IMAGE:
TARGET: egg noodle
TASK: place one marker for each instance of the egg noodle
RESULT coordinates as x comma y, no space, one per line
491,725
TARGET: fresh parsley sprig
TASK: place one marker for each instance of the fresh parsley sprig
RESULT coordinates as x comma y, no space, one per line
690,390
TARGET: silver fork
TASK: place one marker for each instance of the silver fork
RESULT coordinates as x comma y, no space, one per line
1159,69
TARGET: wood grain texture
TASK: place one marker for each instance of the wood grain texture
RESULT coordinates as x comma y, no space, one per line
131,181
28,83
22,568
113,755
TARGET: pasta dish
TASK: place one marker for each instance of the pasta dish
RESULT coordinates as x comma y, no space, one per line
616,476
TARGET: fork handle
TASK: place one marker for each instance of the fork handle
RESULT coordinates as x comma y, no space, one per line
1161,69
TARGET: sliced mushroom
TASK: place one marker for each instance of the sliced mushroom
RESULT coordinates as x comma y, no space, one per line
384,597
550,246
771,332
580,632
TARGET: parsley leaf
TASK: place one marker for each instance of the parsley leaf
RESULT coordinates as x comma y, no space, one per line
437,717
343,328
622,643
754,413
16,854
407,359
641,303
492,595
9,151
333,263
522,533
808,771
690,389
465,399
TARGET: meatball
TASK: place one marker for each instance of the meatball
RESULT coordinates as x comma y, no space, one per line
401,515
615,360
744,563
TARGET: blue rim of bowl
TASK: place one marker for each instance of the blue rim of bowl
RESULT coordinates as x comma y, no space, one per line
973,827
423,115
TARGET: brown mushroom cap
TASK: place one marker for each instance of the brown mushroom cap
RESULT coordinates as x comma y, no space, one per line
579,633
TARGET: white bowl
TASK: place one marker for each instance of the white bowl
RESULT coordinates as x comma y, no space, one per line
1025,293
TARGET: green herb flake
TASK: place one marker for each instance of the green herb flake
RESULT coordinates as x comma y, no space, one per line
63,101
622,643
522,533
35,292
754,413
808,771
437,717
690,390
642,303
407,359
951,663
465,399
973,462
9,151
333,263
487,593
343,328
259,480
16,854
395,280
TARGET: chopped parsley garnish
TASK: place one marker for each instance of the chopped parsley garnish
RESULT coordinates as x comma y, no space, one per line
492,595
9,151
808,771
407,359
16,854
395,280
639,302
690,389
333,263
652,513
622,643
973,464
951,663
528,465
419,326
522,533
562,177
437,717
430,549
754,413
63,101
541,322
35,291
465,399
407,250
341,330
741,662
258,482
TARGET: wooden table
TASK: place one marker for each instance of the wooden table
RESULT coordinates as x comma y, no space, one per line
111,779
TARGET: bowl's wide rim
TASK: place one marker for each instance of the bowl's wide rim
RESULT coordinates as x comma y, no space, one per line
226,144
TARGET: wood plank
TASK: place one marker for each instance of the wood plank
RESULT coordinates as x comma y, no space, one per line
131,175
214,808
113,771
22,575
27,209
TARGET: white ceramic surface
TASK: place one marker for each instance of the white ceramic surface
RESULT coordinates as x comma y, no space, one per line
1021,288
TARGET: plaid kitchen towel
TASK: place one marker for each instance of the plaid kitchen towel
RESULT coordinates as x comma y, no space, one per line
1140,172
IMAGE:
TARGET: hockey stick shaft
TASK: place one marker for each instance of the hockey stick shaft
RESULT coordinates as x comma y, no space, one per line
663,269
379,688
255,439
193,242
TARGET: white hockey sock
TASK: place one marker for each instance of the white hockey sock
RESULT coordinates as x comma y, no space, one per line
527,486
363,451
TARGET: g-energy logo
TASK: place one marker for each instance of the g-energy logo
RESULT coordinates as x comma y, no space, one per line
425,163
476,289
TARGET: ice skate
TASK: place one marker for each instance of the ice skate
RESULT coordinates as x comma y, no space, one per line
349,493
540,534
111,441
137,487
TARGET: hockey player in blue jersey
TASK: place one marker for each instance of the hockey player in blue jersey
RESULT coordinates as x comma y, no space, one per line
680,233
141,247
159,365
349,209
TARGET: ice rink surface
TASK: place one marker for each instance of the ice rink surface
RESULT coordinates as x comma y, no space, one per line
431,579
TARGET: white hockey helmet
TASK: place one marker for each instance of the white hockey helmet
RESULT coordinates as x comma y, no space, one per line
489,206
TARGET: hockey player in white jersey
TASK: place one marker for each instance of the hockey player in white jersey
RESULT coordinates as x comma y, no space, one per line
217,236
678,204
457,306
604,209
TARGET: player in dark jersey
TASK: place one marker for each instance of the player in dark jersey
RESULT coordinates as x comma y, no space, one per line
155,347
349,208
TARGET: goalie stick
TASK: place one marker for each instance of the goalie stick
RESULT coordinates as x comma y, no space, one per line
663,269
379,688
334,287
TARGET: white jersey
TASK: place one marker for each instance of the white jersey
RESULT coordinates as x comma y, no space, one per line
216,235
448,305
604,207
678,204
• • •
For the listing above, print only the lines starting at the line containing "TASK: place one marker for each instance of the hockey stick" and ending at the line containing "TARGET: goalie stick", exactly, both included.

> **Result of this task**:
TASK: place one marker for each instance of the hockey stick shaft
RESULT coordinates as x comma y, no space, one per line
663,269
379,688
255,439
193,242
TARGET: white hockey sock
TASK: place one marker for each instance of the white hockey sock
RESULT coordinates as x comma y, no space, one per line
527,486
363,451
TARGET: g-energy logo
TASK: place one marker for each instance of the g-energy logo
RESULT coordinates as x comma y, no space, one per line
425,163
476,289
TARGET: ice skate
TASK: place one marker for each instance of the ice skate
RESULT coordinates as x comma y, no space, one per line
349,493
540,534
111,441
137,487
TARGET: hockey player in blue jersey
TASK: place one marker for each instance of the hockey player in blue jersey
RESULT coordinates as x comma y, no space, one per line
680,233
141,247
159,365
349,209
TARGET: ice rink surface
TASK: place one marker for each instance of the ice rink surface
RESULT coordinates as x comma y, no space, one per line
431,579
TARGET: white hockey helmet
TASK: place one marker for each instance of the white hockey helmet
RESULT coordinates as x comma y, no space, one per line
489,206
TARGET: hockey player in white jersey
TASK: place one marker for each instance of the hockey player in white jersey
RESULT coordinates as x comma y, no space, one per line
217,236
678,204
457,306
604,209
TARGET: player in dark jersey
TASK: place one marker for each instance of the player in dark jersey
RESULT coordinates as x comma y, no space, one per line
155,347
349,208
TARGET: goalie stick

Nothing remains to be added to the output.